##### DATA RECORDS

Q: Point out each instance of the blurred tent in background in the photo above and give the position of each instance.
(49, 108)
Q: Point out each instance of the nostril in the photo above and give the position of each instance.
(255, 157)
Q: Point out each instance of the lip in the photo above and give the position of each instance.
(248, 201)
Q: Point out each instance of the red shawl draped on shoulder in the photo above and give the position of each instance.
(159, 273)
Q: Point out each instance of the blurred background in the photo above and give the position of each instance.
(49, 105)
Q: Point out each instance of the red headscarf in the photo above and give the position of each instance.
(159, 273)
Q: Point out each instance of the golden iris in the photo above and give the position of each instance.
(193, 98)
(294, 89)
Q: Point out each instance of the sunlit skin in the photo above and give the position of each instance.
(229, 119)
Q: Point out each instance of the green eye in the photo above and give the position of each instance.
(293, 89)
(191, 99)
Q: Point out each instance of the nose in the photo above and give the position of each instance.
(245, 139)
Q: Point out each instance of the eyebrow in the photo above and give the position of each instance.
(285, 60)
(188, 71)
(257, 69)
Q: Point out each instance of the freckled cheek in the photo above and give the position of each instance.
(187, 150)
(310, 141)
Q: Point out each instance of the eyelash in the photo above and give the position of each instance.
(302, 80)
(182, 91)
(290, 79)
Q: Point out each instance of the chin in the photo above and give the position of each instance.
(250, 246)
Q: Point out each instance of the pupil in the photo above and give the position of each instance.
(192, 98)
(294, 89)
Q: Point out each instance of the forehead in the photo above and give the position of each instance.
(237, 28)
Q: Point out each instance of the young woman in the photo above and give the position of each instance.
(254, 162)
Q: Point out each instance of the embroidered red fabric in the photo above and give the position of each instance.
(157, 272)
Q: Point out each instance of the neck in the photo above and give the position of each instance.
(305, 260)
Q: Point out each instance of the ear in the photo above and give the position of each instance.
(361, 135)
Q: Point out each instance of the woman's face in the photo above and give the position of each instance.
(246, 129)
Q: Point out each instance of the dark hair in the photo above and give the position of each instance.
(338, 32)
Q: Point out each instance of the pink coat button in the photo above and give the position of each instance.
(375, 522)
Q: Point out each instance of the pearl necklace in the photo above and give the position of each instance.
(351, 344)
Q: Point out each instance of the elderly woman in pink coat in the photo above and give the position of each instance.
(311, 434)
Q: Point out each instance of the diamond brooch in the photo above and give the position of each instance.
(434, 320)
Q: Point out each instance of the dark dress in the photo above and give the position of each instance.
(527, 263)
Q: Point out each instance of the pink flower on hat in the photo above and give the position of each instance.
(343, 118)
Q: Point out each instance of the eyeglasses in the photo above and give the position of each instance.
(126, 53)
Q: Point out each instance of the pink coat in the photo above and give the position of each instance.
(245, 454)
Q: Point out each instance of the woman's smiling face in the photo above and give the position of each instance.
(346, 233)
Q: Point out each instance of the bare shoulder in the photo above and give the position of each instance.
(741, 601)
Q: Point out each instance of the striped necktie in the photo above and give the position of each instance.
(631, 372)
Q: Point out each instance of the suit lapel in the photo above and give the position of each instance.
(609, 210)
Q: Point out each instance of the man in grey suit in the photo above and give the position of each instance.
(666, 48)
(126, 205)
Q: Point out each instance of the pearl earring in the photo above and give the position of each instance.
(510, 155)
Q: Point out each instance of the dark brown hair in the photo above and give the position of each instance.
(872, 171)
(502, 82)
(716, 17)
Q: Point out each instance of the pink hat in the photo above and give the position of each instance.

##########

#### [STATED EXERCISE]
Copy every item above word for word, with each line in its original order.

#### [SOLUTION TO THIS EXERCISE]
Q: Point out each instance of the blurred tent in background in the photo above and give the position of each instance.
(49, 108)
Q: Point out each instance of the nostril in the photo above and give the position of each instance.
(255, 157)
Q: Point out each instance of the lip in the photo above and give the position of each instance.
(248, 201)
Q: Point out each instance of the red shawl draped on shoulder in the photo above and give the position of each instance.
(159, 273)
Q: Point out each instance of the blurred background in the photo above and give the position of each instance.
(49, 105)
Q: Point out each instance of the red headscarf in the photo above and give the position of each instance.
(159, 273)
Q: Point out each instance of the golden iris in the photo above and give the position of each instance.
(193, 98)
(294, 89)
Q: Point out each instance of the sunlit skin in the photo above and give the position of each instance.
(229, 119)
Q: Point out each instance of the green eye in the photo above and give the position of each instance.
(293, 89)
(191, 99)
Q: Point out each instance of the nose in the photo above and give the position of each instance.
(245, 139)
Q: Point out each instance of the eyebrow in the photo above and give the position of each instance.
(285, 60)
(188, 71)
(257, 69)
Q: Point out each instance of the freckled cheek in the photo above and give the position of each instance.
(187, 150)
(310, 141)
Q: Point out each instance of the eyelash in the photo above and give the position of each instance.
(302, 80)
(182, 91)
(290, 79)
Q: Point out each instance of the chin in the photo above and give the position of each instance.
(250, 246)
Q: Point out each instance of the pupil in the photo above and give the position of each instance.
(192, 98)
(294, 89)
Q: Point out each instance of the forehead in the photo above and give the position of each instance.
(237, 28)
Q: Point out each instance of the young woman in the photo above and give the position of each instance.
(254, 162)
Q: Point out each instance of the embroidered red fabric in the photo above and give the position of each instance.
(157, 272)
Q: Point out each instance of the neck in the photo above and give the position of each instance.
(305, 260)
Q: Point out each instance of the ear in the photo above and give the position of each instance.
(361, 135)
Q: Point out each instance of the woman's face in the photo above and give the position of each instance.
(246, 129)
Q: Point out each instance of the dark hair in the photo above and give the position of each instance.
(338, 32)
Q: Point out each instance of the pink coat button in the photo above and give the position of each instance.
(375, 522)
Q: Point out each instance of the pearl necklace in the photo above and give the position of each instance.
(351, 344)
Q: Point out each instance of the elderly woman in pink coat in the photo above and give the position of each instance.
(311, 434)
Q: Point out each instance of the diamond brooch in the photo above and give the position of each instance.
(434, 320)
Q: Point out each instance of the dark dress in the photo above and give the position of each instance.
(527, 263)
Q: Point out each instance of the pink flower on hat in the photo above and give the position of each instance.
(343, 118)
Q: Point out each instance of the eyeglasses in the photo above and give the position of each instance.
(126, 53)
Q: Point out each instance of the pink coat in the photo above and give the position of each instance.
(245, 454)
Q: Point out each instance of the woman's smiling face in the photo above and give the position of each instance.
(346, 233)
Q: Point out each instance of the bare shoulder in the photo above and give the position of each instance.
(741, 601)
Q: Point out each instance of the striped necktie in the photo above and give the position of each instance.
(631, 372)
Q: Point out each instance of the suit lapel in the photo above and give the position of each instance.
(609, 210)
Q: Point out each instance of the man in grey suit in the photo above and give the position of each instance.
(666, 48)
(126, 205)
Q: Point out each instance of the pearl earring in the photo above and give the position of each instance.
(510, 155)
Q: Point out each instance of the dark brown hair in the photo above and give the position of each instance.
(872, 171)
(502, 82)
(716, 17)
Q: Point out each instance of the pink hat in the photo above and give the position of each instance.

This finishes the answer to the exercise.